** BEGIN Given text **

The Romance of the Forest
by Ann Radcliffe
I don’t know why I never read any Ann Radcliffe before. I’ve enjoyed a number of early Gothic novels, but had yet to get to hers. I think hearing about Radcliffe’s notorious tendency to cop out on the supernatural aspect of her stories, presenting Scooby-Doo endings where all the apparent magical or ghostly happenings were actually improbable machinations by the earthly characters, caused me to shy away. In fact, I was somewhat surprised to see that the supernatural played almost no part in this book; it’s essentially a historical melodrama set in seventeenth-century France.
I was more surprised by the fact that it read less like an adventure story and more as an attempt to speak up on contemporary debates on the philosophy of the sublime. Radcliffe has a tendency, as many people have observed, to feature extended passages of landscape description; certainly, if you think Tolkien tended to excess in that respect, you don’t want to come anywhere near Radcliffe, but then as with Tolkien those passages aren’t just providing colour but actually providing shape to the theme of the book. So Radcliffe’s gothic is actually a part of an extended dialogue on the sublime and human reactions to nature. You can see the link to contemporary Romantic poetry clearly.

** END Given text **

**Written request 1:**
In the order they first appear, list every literary genre that the review of The Romance of the Forest mentions.
**Written request 2:**
Copy the stretch of the review from "The Romance of" through "in seventeenth-century France.".
The entries that follow are separate from the review.

** BEGIN Extracted data **

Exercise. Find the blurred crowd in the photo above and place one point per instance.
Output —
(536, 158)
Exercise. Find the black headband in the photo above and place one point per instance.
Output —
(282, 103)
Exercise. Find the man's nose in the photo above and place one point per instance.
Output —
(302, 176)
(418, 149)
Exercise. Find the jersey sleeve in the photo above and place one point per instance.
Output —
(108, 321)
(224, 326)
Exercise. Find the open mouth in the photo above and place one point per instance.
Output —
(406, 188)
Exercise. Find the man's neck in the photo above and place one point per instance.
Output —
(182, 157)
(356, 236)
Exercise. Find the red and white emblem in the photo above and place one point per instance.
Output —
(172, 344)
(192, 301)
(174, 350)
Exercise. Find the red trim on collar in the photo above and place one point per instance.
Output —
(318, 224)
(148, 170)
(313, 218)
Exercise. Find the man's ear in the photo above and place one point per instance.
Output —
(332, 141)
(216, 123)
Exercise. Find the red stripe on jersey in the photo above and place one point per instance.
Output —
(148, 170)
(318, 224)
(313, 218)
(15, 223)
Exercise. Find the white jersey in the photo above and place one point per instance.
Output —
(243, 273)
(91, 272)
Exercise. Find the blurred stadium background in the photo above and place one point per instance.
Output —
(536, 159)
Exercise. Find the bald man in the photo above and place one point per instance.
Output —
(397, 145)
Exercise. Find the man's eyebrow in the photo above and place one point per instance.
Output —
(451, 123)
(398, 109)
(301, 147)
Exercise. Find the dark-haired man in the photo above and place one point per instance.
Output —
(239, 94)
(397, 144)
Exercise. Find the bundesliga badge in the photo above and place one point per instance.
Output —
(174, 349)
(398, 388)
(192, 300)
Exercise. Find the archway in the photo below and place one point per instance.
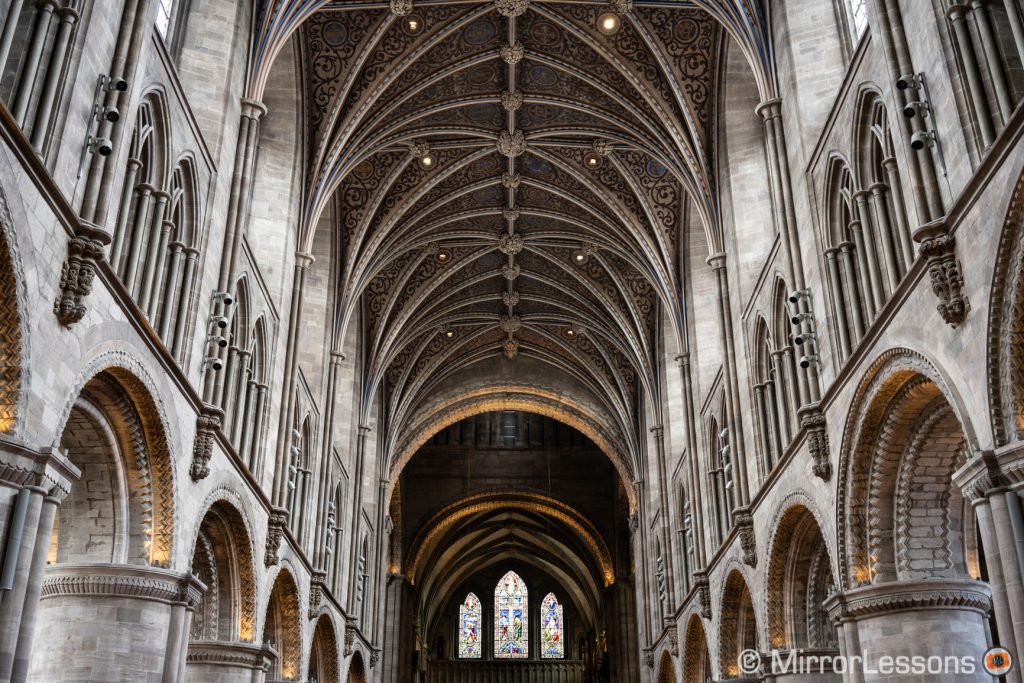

** END Extracted data **

**Reply 1:**
Gothic novels, historical melodrama, adventure story, Romantic poetry

**Reply 2:**
The Romance of the Forest
by Ann Radcliffe
I don’t know why I never read any Ann Radcliffe before. I’ve enjoyed a number of early Gothic novels, but had yet to get to hers. I think hearing about Radcliffe’s notorious tendency to cop out on the supernatural aspect of her stories, presenting Scooby-Doo endings where all the apparent magical or ghostly happenings were actually improbable machinations by the earthly characters, caused me to shy away. In fact, I was somewhat surprised to see that the supernatural played almost no part in this book; it’s essentially a historical melodrama set in seventeenth-century France.